_DIRECTIONS_. Rewrite the lines from the one containing "Reviewer note: verify that every instance of the white wall" through the one containing "[[1136, 85], [1234, 89], [1082, 532]]" as a numbered list, leaving out any blank lines, and stop after that line.

_RECORD LIST_.
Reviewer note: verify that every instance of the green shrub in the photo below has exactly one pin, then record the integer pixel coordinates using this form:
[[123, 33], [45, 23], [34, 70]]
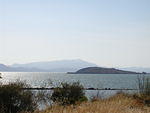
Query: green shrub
[[144, 89], [69, 93], [14, 100]]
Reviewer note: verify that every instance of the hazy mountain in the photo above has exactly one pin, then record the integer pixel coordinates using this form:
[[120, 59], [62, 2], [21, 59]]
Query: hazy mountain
[[56, 66], [137, 69], [101, 70]]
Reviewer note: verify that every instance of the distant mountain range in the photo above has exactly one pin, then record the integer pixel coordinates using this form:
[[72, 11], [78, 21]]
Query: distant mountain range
[[59, 66], [50, 66], [101, 70]]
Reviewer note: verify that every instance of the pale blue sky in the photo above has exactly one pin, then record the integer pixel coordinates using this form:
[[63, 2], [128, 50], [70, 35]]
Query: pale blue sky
[[112, 33]]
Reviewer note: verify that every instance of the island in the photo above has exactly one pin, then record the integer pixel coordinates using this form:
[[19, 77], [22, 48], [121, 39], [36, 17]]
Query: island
[[102, 70]]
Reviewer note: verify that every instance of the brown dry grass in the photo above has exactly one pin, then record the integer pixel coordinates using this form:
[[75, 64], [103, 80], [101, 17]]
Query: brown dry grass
[[119, 103]]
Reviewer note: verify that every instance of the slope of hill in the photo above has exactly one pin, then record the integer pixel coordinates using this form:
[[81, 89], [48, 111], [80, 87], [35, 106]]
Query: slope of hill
[[100, 70]]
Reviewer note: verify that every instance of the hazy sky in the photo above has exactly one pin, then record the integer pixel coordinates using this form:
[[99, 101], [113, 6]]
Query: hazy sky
[[109, 33]]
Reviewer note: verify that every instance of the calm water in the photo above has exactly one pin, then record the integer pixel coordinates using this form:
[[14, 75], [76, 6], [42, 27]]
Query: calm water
[[39, 79]]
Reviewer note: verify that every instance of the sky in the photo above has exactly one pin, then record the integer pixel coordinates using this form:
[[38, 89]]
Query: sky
[[112, 33]]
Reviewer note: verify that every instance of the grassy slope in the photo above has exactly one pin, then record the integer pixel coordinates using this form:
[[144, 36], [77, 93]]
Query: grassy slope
[[117, 104]]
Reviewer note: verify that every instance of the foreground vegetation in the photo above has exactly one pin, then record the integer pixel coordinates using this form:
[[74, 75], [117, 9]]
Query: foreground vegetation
[[70, 98], [120, 103]]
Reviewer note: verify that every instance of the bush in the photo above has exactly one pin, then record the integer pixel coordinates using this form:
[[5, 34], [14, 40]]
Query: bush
[[144, 89], [68, 94], [13, 99]]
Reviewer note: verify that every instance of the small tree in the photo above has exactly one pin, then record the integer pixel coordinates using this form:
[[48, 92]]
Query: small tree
[[14, 99], [144, 89], [69, 93]]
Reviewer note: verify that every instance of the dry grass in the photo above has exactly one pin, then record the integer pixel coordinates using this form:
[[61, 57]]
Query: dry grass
[[119, 103]]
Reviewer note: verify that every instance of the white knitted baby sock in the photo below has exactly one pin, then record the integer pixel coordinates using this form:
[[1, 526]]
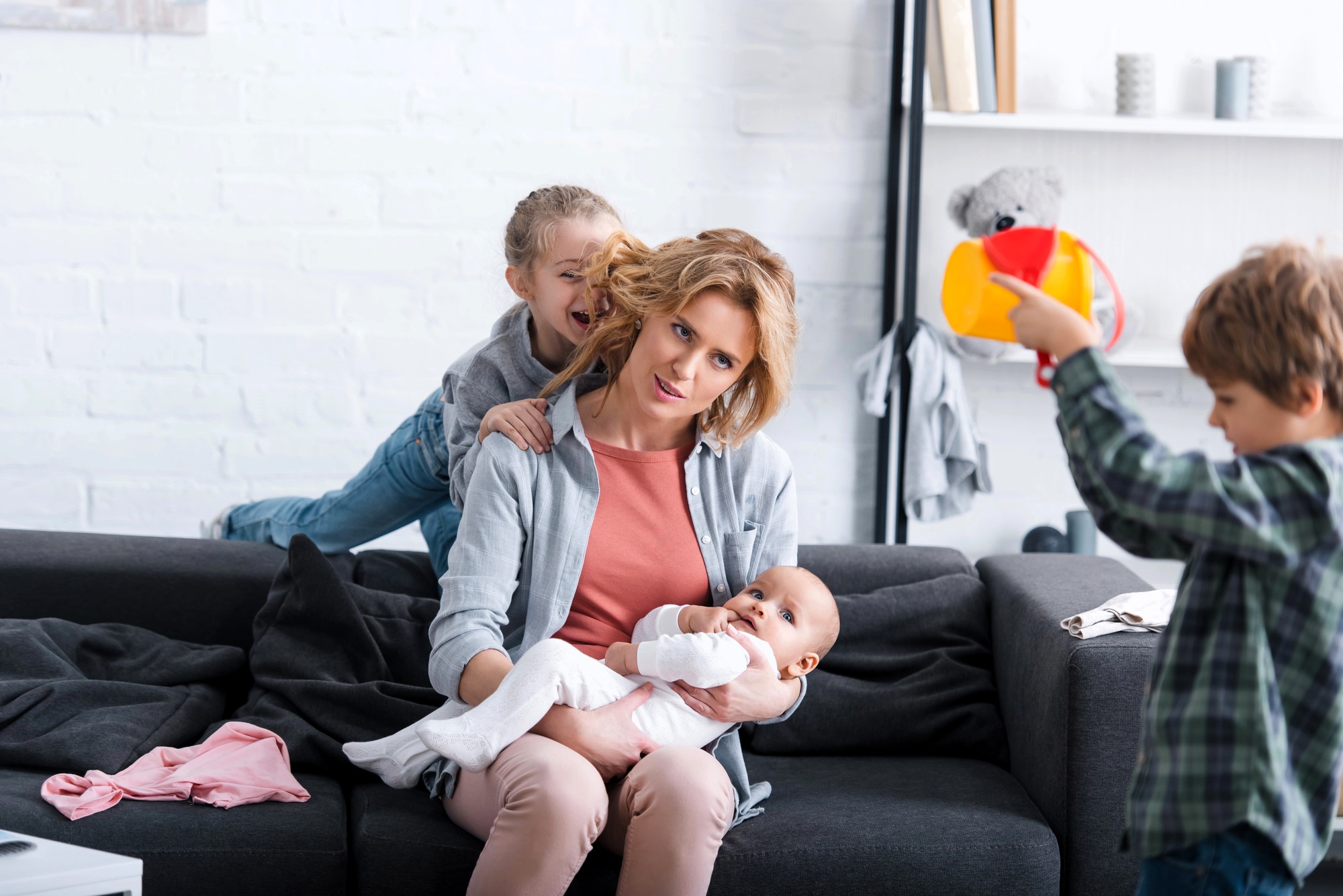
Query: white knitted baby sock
[[400, 758]]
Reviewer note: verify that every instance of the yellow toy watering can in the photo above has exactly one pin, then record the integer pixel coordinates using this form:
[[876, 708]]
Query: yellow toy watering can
[[1055, 260]]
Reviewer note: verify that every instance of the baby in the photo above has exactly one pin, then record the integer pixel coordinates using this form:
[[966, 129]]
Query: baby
[[788, 611]]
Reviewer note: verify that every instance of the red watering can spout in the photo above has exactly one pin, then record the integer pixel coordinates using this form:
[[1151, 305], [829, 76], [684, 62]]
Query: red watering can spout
[[1024, 252]]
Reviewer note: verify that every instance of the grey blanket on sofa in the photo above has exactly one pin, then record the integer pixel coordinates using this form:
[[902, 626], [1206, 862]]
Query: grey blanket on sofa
[[335, 662], [77, 698]]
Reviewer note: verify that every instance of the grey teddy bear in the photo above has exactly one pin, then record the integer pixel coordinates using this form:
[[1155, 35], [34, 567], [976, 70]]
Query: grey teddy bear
[[1009, 197], [1020, 196]]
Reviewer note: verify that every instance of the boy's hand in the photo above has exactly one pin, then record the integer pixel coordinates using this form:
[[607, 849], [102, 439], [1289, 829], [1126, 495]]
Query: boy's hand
[[1046, 323], [523, 421], [622, 658], [706, 619]]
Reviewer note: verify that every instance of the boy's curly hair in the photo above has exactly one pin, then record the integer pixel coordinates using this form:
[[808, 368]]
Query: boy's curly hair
[[1271, 321]]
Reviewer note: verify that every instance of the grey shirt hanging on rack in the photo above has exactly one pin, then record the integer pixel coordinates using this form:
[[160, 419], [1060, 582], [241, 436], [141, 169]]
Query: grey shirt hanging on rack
[[946, 462]]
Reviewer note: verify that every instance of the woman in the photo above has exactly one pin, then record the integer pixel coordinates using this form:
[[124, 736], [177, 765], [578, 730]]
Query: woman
[[657, 490]]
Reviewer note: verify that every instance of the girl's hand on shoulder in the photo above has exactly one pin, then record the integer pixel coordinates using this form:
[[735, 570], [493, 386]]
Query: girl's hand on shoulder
[[523, 421], [757, 695], [606, 737]]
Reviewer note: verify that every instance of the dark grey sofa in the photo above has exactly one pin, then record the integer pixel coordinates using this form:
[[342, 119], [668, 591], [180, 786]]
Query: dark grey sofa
[[836, 824]]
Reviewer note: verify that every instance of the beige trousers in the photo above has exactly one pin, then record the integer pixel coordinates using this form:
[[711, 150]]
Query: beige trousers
[[542, 807]]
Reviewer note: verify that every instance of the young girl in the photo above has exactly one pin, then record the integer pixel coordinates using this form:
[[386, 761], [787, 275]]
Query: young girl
[[421, 471], [659, 490]]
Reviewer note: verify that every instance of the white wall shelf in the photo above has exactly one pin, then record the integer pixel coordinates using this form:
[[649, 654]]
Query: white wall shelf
[[1140, 353], [1281, 128]]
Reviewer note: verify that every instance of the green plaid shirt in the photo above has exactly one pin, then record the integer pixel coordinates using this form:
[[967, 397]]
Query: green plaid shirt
[[1243, 719]]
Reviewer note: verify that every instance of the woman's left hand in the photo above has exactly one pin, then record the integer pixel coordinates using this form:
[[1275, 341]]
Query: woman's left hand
[[755, 695]]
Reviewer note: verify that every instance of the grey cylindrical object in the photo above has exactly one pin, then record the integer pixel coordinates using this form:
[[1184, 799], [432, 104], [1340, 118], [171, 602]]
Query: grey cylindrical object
[[1136, 85], [1234, 89], [1082, 532]]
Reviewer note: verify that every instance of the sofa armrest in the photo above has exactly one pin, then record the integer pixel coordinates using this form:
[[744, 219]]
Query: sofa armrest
[[1072, 707]]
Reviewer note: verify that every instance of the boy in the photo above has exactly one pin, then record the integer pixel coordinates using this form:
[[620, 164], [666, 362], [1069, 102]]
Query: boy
[[1238, 770]]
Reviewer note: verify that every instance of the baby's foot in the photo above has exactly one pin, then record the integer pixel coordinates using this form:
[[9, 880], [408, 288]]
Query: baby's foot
[[455, 740], [397, 760]]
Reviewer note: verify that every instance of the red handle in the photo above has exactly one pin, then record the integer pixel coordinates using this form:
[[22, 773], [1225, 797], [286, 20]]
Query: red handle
[[1044, 361], [1114, 287]]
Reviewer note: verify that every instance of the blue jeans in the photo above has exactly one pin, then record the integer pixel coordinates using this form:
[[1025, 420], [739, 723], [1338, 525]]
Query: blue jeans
[[1240, 862], [405, 481]]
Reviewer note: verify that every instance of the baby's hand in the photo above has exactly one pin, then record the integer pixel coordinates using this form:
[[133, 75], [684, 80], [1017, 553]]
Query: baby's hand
[[523, 421], [624, 659], [1044, 323], [706, 619]]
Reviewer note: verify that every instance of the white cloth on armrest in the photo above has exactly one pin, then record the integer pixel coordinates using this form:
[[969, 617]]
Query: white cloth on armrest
[[1131, 612]]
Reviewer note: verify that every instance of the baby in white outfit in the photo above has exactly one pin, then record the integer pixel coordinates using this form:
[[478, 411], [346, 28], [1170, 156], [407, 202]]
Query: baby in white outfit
[[786, 611]]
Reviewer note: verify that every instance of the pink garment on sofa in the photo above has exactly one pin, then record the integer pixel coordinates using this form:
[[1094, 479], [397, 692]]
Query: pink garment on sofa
[[237, 765]]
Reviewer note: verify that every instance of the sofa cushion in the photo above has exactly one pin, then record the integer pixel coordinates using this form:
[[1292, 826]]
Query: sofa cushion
[[191, 589], [76, 697], [397, 572], [833, 826], [911, 674], [336, 662], [257, 851], [856, 569]]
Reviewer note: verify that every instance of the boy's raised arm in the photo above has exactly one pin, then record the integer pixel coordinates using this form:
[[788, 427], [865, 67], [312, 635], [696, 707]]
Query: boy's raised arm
[[1266, 507]]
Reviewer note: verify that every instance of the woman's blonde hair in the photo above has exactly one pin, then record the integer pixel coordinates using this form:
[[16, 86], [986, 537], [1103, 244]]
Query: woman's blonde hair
[[537, 219], [660, 282]]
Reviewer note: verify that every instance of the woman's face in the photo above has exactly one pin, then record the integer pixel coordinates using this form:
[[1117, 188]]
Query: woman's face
[[680, 364]]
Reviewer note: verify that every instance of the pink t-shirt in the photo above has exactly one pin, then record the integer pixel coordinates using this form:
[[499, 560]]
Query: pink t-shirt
[[643, 552]]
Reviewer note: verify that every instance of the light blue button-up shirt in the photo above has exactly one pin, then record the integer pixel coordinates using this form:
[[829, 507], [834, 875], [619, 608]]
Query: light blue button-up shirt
[[519, 552]]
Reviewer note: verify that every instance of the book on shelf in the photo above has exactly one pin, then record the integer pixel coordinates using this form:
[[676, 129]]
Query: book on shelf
[[972, 55], [958, 55], [1005, 54], [933, 51], [982, 13]]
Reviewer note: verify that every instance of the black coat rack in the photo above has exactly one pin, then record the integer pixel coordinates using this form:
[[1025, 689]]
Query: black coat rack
[[913, 128]]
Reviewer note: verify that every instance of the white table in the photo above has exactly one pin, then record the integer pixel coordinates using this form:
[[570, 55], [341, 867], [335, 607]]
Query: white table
[[53, 868]]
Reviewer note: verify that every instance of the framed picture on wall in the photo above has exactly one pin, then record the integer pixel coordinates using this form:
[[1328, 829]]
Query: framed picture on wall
[[158, 16]]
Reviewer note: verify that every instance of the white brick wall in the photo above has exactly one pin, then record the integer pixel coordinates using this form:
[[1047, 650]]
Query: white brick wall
[[230, 264]]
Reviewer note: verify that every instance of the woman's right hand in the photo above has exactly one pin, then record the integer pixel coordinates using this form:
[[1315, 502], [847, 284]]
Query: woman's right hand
[[523, 421], [606, 737]]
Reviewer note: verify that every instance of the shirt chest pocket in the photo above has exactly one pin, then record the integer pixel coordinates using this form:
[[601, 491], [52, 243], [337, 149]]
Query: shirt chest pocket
[[739, 556]]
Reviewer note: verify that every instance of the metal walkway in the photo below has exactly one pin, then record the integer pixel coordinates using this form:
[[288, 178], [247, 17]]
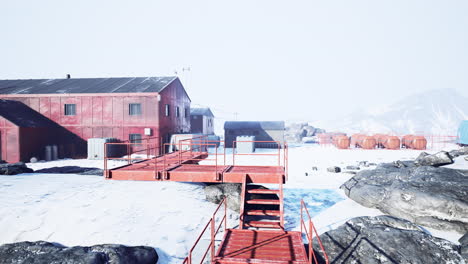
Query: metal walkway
[[260, 236]]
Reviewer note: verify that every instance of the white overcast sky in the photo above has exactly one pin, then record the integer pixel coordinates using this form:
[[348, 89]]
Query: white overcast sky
[[266, 60]]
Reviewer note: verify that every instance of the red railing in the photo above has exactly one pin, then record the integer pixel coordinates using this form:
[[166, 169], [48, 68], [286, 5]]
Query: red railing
[[309, 232], [152, 149], [280, 146], [214, 229]]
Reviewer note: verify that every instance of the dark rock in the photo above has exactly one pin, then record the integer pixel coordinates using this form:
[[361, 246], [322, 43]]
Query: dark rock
[[432, 196], [464, 246], [458, 152], [14, 168], [45, 252], [396, 164], [439, 159], [364, 163], [72, 170], [385, 239], [334, 169], [231, 191]]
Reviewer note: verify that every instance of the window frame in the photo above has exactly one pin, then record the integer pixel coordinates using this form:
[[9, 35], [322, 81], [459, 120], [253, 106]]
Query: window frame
[[137, 113], [66, 110], [167, 110]]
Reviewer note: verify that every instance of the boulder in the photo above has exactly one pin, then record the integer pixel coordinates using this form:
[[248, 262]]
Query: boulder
[[431, 196], [231, 191], [72, 170], [334, 169], [464, 246], [385, 239], [459, 152], [439, 159], [14, 168], [45, 252]]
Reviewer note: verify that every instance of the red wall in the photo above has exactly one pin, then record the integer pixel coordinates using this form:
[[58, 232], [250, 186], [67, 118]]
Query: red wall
[[9, 140], [107, 115]]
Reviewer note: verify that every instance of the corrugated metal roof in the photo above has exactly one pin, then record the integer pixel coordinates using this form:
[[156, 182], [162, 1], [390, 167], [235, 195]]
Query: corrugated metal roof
[[86, 85], [206, 111], [265, 125], [22, 115]]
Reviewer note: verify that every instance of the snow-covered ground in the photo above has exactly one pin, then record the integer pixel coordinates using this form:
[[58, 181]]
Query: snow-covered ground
[[85, 210]]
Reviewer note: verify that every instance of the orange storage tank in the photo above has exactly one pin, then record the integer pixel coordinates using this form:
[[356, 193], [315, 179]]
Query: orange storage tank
[[380, 138], [367, 142], [341, 142], [391, 142], [355, 138], [406, 141], [418, 142]]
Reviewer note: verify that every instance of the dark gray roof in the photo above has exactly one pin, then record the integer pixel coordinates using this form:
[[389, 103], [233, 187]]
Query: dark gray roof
[[22, 115], [265, 125], [201, 111], [85, 85]]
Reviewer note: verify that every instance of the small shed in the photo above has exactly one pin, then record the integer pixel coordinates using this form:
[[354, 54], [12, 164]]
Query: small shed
[[24, 133], [262, 130], [201, 121]]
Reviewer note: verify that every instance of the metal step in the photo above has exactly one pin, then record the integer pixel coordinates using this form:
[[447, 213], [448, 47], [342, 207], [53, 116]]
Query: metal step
[[263, 201], [262, 191], [263, 212], [263, 224]]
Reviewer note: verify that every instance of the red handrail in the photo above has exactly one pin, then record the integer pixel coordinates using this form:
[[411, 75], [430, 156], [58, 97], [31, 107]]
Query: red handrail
[[310, 236], [213, 232], [278, 144]]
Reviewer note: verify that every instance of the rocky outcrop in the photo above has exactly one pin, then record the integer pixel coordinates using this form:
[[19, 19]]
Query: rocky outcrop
[[431, 196], [385, 239], [14, 168], [464, 247], [459, 152], [296, 132], [45, 252], [438, 159], [231, 191]]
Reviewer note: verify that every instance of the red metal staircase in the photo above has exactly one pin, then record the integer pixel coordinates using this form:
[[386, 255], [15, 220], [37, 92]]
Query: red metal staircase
[[261, 208]]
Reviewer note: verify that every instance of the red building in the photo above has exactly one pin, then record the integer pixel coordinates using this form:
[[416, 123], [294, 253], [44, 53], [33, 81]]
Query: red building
[[123, 108]]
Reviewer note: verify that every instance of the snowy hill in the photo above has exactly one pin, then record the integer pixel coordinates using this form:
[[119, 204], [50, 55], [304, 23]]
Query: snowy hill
[[437, 112]]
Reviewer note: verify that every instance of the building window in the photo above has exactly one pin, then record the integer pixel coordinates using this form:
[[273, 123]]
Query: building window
[[70, 109], [168, 110], [134, 109], [135, 138]]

_FINISHED EXERCISE_.
1. Reviewer note: verify that every instance of the white wall shelf in the photo above has exactly one pin, then record the integer pixel coordinates using this form:
2. [[649, 654]]
3. Query: white wall shelf
4. [[1140, 353], [1281, 128]]
5. Reviewer note: verify that every instance of the green plaid shirt in the photo above has exactly one pin, then record the integer pixel coordinates using this form:
6. [[967, 397]]
7. Query: green plaid shirt
8. [[1243, 719]]
9. Reviewer note: verify that every instance of the woman's left hand in the photo above has exactly one pin, then record the integer pixel coordinates using this form:
10. [[1275, 341]]
11. Query: woman's left hand
12. [[755, 695]]
13. Reviewer note: verify that every instance of the grey cylindrical object in the photo above has exactly one pin, then record the integer pixel coordinates using this form:
14. [[1184, 799], [432, 104], [1340, 118], [171, 602]]
15. Query: grey cylindrical object
16. [[1136, 85], [1234, 89], [1082, 532]]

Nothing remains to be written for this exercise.